_Excerpted passage_
Skip to content

Xdows-Model

Repository: https://github.com/XTY64XTY/Xdows-Model

Xdows-Model is a malicious-file scanning model project trained with LightGBM (via ML.NET) and executed with ONNX Runtime. The current version is v2, implemented in C# and split by responsibilities into three sub-projects.

Project Structure

Sub-projectDescription
Xdows-Model-CallerMinimal invocation sample demonstrating how to integrate model inference into your application
Xdows-Model-InvokerInference core library, including model loading, feature extraction, and scanning
Xdows-Model-MakerTraining tool, including data loading, feature extraction, model training, and ONNX export

Xdows-Model-Invoker

The inference core library provides:

  • ModelInvoker: Model initialization, loading, and inference with thread-safe singleton support
  • FeatureExtractor: File feature extraction and PE format detection

Xdows-Model-Maker

The training tool provides:

  • DataLoader: Parallel loading of malicious/benign sample files with automatic non-PE file cleanup
  • FeatureExtractor: Shares the same feature extraction logic as the Invoker
  • ModelTrainer: ML.NET LightGBM-based binary classification model training and evaluation
  • TrainingConfig: Training hyperparameter configuration

Xdows-Model-Caller

Minimal invocation sample that scans a single file via command-line argument:

Xdows-Model-Caller.exe <file-path>

Inference Flow

The Xdows-Model-Invoker pipeline is as follows:

1. Model Preparation

The default model file name is Xdows-Model.onnx, discovered in the following priority order:

  1. Runtime directory (AppContext.BaseDirectory)

_Data extract_

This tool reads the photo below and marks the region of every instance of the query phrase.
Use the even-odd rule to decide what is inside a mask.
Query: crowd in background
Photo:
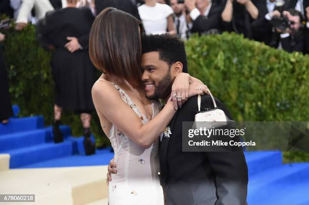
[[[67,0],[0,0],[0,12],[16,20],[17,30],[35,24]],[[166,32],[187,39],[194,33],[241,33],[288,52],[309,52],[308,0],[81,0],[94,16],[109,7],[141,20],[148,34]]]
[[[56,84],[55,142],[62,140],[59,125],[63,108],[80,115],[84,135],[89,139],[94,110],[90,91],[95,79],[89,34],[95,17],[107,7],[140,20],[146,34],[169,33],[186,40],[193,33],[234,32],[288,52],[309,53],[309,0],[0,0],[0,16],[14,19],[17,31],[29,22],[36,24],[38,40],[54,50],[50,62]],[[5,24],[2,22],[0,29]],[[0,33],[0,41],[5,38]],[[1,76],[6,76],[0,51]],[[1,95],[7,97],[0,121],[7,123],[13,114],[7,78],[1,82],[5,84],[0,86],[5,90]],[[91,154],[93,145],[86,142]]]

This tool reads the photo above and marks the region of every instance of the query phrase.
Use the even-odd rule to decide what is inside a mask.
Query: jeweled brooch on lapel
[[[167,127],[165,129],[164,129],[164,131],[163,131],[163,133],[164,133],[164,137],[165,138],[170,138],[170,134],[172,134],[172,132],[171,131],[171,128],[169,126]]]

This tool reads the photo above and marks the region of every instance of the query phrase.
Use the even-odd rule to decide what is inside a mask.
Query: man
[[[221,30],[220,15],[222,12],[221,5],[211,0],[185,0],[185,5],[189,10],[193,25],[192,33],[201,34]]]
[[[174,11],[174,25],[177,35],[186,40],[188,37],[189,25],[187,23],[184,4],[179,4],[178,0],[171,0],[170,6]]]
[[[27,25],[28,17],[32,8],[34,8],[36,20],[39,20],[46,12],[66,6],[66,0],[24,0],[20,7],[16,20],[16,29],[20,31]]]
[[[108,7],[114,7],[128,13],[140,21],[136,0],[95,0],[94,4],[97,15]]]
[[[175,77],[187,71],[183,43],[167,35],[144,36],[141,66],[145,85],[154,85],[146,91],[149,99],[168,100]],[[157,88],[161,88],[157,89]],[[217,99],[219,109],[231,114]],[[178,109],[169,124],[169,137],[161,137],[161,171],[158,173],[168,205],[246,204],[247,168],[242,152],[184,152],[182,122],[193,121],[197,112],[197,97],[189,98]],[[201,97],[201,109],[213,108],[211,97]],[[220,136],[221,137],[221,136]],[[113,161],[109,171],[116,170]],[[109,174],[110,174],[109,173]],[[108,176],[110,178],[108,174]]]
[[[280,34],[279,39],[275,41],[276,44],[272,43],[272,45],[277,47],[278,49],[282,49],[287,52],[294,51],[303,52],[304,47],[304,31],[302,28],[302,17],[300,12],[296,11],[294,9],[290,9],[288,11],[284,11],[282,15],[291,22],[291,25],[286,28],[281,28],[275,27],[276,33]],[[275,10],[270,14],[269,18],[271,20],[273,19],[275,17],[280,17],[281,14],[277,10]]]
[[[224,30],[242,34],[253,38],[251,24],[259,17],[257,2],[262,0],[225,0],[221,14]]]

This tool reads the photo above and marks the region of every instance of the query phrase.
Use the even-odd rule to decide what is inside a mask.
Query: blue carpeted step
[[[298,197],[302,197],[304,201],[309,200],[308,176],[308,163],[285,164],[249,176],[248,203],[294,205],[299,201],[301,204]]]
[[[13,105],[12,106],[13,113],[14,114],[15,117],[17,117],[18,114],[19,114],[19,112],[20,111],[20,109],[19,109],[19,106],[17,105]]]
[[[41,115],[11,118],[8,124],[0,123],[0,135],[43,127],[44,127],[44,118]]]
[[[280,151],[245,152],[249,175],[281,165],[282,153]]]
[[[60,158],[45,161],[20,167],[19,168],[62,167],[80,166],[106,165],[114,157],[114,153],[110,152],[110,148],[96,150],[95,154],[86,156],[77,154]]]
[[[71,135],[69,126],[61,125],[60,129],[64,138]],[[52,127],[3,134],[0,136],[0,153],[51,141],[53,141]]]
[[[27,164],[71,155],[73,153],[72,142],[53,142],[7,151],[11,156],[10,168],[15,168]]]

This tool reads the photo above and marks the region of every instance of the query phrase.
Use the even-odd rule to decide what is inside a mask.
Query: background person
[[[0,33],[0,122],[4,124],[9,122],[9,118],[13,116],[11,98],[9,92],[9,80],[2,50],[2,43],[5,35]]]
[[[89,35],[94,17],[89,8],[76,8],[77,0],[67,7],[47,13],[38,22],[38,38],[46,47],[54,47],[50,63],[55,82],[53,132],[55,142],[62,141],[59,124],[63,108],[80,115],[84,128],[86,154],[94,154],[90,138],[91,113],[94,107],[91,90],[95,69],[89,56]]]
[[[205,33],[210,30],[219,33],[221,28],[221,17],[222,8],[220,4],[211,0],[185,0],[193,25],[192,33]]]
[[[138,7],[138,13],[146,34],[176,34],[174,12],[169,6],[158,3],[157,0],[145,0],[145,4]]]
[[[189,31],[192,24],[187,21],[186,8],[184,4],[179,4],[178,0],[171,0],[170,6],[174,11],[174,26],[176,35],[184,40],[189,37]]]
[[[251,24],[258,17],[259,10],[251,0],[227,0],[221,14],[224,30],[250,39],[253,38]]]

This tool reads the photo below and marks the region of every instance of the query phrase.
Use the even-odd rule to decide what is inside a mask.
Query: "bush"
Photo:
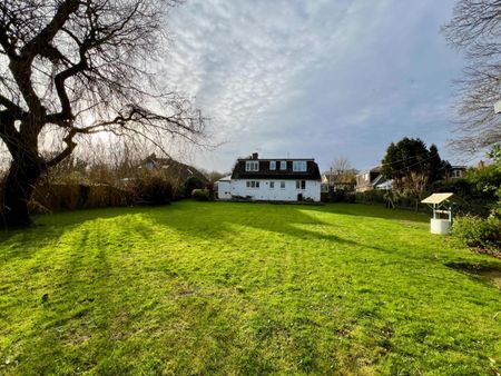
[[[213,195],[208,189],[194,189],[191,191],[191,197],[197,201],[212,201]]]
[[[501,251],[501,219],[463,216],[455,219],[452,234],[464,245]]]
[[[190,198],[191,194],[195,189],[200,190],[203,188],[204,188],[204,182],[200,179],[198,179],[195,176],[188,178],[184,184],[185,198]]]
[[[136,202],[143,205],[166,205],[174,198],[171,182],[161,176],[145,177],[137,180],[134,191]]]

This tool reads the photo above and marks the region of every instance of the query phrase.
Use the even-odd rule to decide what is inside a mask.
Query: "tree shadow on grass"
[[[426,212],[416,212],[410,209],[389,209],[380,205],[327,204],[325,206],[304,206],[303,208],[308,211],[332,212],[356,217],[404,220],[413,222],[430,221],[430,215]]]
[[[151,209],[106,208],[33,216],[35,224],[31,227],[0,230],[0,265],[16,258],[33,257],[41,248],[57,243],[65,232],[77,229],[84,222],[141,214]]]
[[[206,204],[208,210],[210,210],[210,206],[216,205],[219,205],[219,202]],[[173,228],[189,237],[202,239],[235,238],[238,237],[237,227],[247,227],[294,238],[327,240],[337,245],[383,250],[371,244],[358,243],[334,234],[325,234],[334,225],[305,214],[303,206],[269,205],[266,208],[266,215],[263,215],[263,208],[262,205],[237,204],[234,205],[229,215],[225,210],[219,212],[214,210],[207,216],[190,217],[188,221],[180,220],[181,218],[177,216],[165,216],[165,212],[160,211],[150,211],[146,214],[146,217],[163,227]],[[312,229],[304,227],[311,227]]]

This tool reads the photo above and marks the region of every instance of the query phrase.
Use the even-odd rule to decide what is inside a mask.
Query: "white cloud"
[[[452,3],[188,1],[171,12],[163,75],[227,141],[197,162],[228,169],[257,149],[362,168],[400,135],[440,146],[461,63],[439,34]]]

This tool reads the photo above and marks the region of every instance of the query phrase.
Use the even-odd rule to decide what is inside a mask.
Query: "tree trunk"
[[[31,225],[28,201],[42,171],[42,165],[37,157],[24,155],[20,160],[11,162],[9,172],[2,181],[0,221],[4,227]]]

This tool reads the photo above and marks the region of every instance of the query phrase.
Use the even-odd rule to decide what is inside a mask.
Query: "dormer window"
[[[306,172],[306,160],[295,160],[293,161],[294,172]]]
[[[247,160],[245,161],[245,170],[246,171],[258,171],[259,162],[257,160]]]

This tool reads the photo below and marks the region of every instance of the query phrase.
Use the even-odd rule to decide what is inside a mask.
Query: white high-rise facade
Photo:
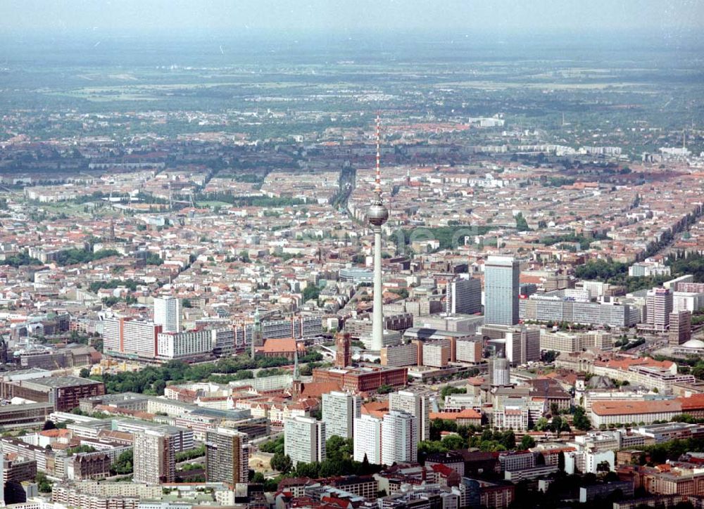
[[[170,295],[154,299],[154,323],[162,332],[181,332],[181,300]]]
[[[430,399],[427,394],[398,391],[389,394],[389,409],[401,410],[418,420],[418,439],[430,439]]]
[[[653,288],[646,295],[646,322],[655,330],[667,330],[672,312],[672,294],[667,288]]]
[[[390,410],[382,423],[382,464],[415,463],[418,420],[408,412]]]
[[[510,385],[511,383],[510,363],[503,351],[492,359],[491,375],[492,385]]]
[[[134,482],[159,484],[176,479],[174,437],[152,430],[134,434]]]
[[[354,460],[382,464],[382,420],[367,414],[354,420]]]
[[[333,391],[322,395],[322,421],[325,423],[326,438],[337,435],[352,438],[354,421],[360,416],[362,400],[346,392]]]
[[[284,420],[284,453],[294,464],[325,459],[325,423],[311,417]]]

==

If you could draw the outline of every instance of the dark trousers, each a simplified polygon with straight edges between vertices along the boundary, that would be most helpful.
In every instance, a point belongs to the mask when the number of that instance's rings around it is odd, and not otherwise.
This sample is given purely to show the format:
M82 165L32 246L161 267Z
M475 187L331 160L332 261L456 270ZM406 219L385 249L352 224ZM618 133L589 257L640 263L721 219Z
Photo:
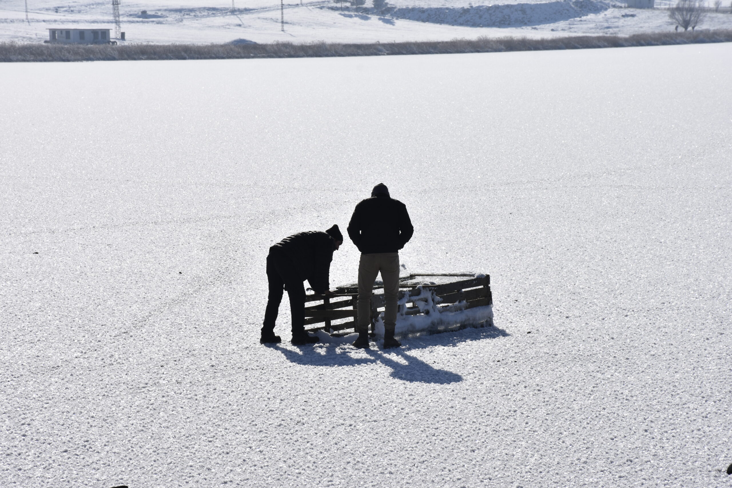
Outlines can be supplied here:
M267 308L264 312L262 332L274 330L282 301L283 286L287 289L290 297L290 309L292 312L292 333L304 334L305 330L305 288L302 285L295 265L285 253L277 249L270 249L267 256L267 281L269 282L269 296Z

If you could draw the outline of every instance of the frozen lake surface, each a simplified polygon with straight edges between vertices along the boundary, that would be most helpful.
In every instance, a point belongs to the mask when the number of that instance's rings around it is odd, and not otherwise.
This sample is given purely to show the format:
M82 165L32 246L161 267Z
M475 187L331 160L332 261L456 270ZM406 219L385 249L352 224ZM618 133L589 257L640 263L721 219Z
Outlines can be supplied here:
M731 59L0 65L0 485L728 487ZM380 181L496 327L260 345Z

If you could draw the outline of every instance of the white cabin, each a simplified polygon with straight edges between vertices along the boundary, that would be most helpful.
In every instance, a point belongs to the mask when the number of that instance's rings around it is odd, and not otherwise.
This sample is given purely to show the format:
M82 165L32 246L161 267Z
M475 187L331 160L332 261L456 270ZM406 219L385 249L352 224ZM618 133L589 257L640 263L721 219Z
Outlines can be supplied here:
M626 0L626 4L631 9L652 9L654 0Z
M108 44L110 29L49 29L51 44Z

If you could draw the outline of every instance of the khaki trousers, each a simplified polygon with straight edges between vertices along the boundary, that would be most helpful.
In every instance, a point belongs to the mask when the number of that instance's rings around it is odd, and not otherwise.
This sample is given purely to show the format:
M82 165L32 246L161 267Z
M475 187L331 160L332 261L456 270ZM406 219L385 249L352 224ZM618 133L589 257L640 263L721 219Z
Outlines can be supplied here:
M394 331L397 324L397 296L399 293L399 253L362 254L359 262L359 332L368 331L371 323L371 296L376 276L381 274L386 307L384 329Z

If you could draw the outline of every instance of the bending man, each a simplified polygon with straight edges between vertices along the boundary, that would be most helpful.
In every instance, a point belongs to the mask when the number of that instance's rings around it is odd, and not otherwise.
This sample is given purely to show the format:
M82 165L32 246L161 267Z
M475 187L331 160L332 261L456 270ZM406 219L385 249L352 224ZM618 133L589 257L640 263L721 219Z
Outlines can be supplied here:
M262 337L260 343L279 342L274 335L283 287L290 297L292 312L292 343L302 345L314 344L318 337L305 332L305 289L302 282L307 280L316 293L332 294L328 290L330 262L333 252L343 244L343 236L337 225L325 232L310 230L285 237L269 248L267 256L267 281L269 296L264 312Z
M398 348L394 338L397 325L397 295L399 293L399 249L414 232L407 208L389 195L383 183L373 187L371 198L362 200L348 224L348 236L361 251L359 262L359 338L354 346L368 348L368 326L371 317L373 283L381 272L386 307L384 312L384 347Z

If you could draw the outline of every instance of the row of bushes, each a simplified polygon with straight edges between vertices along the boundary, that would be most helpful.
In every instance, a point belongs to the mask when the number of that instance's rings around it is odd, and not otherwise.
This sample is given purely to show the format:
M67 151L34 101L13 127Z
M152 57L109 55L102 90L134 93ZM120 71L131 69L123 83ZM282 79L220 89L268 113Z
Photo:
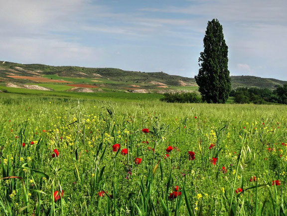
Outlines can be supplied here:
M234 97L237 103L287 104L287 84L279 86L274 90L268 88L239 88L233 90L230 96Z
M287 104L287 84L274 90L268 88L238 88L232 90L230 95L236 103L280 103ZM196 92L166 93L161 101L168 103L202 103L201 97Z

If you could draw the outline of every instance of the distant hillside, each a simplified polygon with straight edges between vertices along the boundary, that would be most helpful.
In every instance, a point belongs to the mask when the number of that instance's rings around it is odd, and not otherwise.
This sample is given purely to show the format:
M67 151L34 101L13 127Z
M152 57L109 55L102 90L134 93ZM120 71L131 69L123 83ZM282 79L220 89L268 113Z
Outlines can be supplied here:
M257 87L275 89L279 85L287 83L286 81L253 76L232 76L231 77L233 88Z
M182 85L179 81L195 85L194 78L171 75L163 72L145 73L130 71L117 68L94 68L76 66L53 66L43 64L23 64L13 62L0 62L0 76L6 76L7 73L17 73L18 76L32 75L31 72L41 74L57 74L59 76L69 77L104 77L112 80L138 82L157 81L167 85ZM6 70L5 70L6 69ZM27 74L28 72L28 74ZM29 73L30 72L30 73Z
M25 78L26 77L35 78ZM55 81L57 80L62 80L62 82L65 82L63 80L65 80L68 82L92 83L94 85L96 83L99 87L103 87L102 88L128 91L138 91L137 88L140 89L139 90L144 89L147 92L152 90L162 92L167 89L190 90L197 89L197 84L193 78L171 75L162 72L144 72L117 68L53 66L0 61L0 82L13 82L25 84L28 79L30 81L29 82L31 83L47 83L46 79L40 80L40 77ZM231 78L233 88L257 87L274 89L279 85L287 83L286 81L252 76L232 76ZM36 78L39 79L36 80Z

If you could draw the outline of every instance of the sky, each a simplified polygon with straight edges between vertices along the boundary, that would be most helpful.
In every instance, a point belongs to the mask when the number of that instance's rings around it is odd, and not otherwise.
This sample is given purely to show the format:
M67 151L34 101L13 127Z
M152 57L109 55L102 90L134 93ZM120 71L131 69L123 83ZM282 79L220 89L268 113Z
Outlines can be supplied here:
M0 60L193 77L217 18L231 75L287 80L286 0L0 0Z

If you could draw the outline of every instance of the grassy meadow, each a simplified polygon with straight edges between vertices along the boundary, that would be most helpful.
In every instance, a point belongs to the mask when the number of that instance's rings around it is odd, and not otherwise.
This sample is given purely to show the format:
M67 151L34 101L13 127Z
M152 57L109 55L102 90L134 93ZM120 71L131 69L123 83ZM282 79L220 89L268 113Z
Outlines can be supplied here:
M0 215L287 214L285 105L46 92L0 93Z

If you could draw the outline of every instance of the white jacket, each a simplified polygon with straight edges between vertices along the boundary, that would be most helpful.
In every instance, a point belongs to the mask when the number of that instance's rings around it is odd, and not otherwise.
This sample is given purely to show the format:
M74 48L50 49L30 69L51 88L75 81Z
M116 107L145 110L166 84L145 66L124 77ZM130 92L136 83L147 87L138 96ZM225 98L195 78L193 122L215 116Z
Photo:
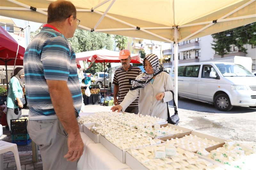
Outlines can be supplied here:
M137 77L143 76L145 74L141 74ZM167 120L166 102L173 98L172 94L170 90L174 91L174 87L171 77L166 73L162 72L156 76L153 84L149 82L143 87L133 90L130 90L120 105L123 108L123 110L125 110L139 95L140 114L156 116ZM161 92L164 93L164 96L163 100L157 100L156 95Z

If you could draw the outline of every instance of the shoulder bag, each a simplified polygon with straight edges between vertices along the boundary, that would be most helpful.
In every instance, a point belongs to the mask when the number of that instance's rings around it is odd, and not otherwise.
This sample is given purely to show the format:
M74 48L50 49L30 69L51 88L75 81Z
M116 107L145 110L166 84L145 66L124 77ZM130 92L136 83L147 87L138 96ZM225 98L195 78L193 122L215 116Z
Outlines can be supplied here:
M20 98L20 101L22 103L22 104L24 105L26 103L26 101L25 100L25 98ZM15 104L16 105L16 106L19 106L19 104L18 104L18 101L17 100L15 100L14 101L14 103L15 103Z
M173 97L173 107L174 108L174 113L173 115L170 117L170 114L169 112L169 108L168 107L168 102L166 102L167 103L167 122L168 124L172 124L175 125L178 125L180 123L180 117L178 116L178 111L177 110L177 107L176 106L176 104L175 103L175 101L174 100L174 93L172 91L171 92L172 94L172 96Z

==

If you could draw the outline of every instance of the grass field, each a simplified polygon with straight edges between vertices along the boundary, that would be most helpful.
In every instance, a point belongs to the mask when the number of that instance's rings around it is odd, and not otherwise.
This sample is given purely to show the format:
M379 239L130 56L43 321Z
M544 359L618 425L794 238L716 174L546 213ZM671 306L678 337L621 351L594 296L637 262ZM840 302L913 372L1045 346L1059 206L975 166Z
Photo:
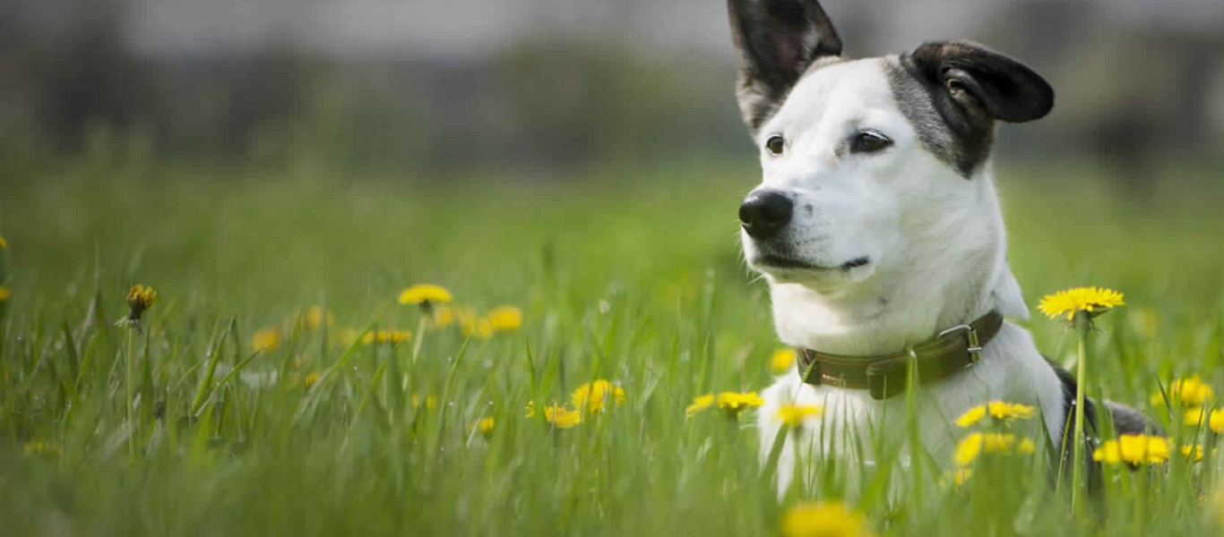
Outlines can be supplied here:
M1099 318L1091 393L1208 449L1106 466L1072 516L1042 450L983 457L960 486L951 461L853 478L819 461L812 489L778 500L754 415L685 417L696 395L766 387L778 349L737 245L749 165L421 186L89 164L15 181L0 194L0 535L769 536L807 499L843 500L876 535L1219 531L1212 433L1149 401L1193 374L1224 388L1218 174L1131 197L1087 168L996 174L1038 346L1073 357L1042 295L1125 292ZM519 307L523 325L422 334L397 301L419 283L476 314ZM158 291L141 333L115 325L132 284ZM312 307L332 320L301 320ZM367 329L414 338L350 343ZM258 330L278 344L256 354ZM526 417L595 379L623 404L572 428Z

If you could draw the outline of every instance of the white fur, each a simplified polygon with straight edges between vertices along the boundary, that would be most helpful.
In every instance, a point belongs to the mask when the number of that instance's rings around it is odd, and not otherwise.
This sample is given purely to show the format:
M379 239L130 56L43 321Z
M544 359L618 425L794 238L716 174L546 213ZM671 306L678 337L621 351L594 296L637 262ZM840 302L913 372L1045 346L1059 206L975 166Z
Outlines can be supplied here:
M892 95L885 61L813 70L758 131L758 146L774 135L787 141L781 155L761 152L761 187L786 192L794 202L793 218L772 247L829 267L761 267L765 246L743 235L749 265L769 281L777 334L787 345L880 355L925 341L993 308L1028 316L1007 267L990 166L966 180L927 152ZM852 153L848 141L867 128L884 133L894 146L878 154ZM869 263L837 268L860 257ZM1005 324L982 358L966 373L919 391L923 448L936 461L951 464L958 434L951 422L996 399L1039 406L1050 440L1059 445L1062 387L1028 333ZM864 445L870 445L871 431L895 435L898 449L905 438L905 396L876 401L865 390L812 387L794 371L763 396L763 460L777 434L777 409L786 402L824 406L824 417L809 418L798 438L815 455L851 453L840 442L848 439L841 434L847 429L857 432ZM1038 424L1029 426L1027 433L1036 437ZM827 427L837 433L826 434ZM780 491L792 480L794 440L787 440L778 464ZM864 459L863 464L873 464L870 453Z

_Set problem 1_
According to the Xdows-Model page, what is the Xdows-Model-Caller sub-project for? Answer in one to three sentences.
_Set problem 2_
Please carry the Xdows-Model page on from its last line, picking up the priority order for finding the model file.

_Written response 1_
Xdows-Model-Caller is a minimal invocation sample that shows how to integrate model inference into an application. It scans a single file whose path is passed as a command-line argument.

_Written response 2_
  2. Embedded resource (extracted from the assembly and written to the runtime directory)
  3. Assembly directory (copied to the runtime directory)

If none are found, a FileNotFoundException is thrown.

2. File Validation

  • Confirms the target file exists
  • Validates PE files by MZ and PE headers; non-PE files throw a NotSupportedException

3. Feature Extraction

Extracts 279 features (FeatureCount = 279), including:

Feature CategoryDimensionsDescription
Byte frequency256Occurrence frequency of each byte value (0x00–0xFF)
File size1Log-transformed log(fileSize + 1)
Global entropy1Shannon entropy of the entire file
Block entropy statistics8Min/max/mean/variance, min/max entropy block positions, first/last block entropy
Byte distribution5Unique byte count, most common byte and ratio, least common byte and ratio
Character ratios5Printable, control, whitespace, alphabetic, numeric
Zero-byte features2Zero-byte ratio, longest zero-byte contiguous run
High-byte ratio1Ratio of bytes in 0x80–0xFF range

4. ONNX Inference

  • Inputs: Features (1×279 feature tensor) and Label (boolean placeholder)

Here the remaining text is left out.